┏━━

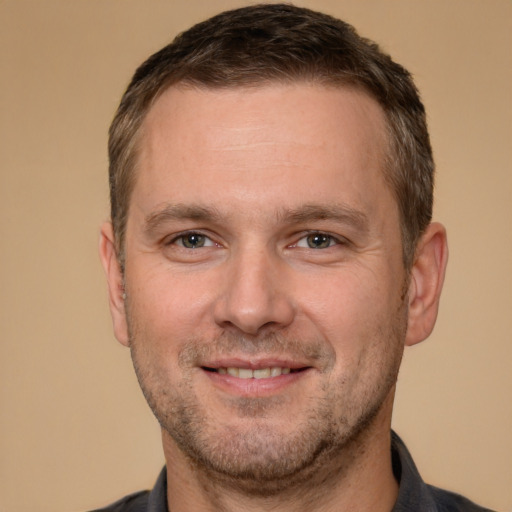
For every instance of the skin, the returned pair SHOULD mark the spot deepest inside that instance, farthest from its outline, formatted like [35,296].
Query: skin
[261,233]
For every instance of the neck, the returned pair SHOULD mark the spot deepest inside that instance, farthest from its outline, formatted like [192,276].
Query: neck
[359,478]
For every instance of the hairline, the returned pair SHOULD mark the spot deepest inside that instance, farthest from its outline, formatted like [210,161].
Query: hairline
[344,80]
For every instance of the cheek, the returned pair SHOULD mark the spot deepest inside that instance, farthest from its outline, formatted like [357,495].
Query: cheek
[167,308]
[354,312]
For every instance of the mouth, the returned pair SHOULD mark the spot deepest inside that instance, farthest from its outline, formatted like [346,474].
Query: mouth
[258,373]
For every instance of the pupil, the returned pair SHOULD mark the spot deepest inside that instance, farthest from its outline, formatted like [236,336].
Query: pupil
[193,240]
[318,241]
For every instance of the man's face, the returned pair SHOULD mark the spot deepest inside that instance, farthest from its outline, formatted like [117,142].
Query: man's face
[264,274]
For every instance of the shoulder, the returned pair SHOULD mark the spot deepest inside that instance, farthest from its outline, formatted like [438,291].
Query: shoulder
[447,501]
[137,502]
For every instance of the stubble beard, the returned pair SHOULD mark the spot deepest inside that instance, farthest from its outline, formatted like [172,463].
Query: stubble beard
[255,459]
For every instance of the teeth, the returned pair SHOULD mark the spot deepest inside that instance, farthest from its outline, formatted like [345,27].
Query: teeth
[261,374]
[247,373]
[233,371]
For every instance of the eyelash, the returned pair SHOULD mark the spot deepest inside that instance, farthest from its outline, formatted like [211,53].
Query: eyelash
[330,239]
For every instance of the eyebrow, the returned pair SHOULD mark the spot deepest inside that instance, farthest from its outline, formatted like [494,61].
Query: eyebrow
[306,213]
[172,212]
[339,213]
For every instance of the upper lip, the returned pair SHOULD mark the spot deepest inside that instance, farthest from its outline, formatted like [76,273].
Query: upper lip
[255,363]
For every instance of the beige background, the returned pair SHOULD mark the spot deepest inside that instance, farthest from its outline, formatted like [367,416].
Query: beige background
[75,432]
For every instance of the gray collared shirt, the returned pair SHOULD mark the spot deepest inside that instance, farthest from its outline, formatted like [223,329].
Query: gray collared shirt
[414,494]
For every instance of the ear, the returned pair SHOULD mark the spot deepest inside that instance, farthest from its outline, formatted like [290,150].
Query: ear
[114,275]
[426,283]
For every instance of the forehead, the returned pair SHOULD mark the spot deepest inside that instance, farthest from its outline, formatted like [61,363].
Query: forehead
[278,142]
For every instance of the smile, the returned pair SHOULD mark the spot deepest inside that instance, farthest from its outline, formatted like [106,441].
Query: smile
[247,373]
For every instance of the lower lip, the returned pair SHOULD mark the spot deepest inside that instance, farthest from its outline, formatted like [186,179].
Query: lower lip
[255,387]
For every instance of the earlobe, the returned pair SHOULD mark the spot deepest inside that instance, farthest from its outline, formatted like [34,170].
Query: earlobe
[114,276]
[426,283]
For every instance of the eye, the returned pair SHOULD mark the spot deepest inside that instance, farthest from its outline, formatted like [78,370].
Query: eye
[193,240]
[317,241]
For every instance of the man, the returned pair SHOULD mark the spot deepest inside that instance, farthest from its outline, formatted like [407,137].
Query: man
[270,254]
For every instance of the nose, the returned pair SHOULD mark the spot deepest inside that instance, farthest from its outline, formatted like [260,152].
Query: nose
[255,294]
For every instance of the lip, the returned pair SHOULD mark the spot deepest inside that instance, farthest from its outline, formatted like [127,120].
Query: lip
[256,363]
[253,388]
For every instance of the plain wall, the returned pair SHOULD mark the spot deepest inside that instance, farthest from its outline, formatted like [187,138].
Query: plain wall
[75,432]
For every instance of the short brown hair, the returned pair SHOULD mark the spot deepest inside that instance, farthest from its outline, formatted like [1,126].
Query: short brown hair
[282,43]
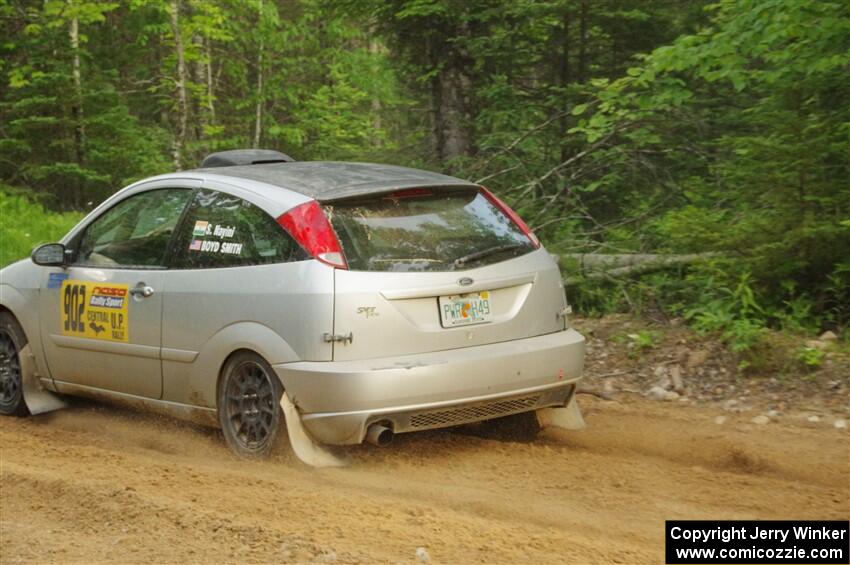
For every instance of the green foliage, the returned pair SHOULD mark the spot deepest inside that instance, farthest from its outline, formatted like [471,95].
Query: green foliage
[612,126]
[26,224]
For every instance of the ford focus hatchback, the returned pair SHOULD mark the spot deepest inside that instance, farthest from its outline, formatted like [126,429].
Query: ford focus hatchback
[378,299]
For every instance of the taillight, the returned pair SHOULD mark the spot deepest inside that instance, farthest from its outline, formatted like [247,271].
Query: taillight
[514,217]
[310,227]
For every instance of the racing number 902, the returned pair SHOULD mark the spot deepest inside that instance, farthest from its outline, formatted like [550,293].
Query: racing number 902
[74,303]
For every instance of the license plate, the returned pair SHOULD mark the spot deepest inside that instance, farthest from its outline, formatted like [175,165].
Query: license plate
[465,309]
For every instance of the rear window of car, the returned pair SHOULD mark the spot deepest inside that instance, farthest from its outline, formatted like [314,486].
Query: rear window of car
[423,230]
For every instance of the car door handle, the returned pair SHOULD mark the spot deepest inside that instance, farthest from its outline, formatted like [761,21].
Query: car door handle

┗━━

● **EXERCISE INSTRUCTIONS**: Which of the lines above include the word "handle"? List those lines.

● **ANSWER TO THE PROBLEM**:
For every instance of the car door handle, the returned pair SHOULD mark the spot deepest inside that instance, farthest from its outline, formatted like [761,21].
Query: car door handle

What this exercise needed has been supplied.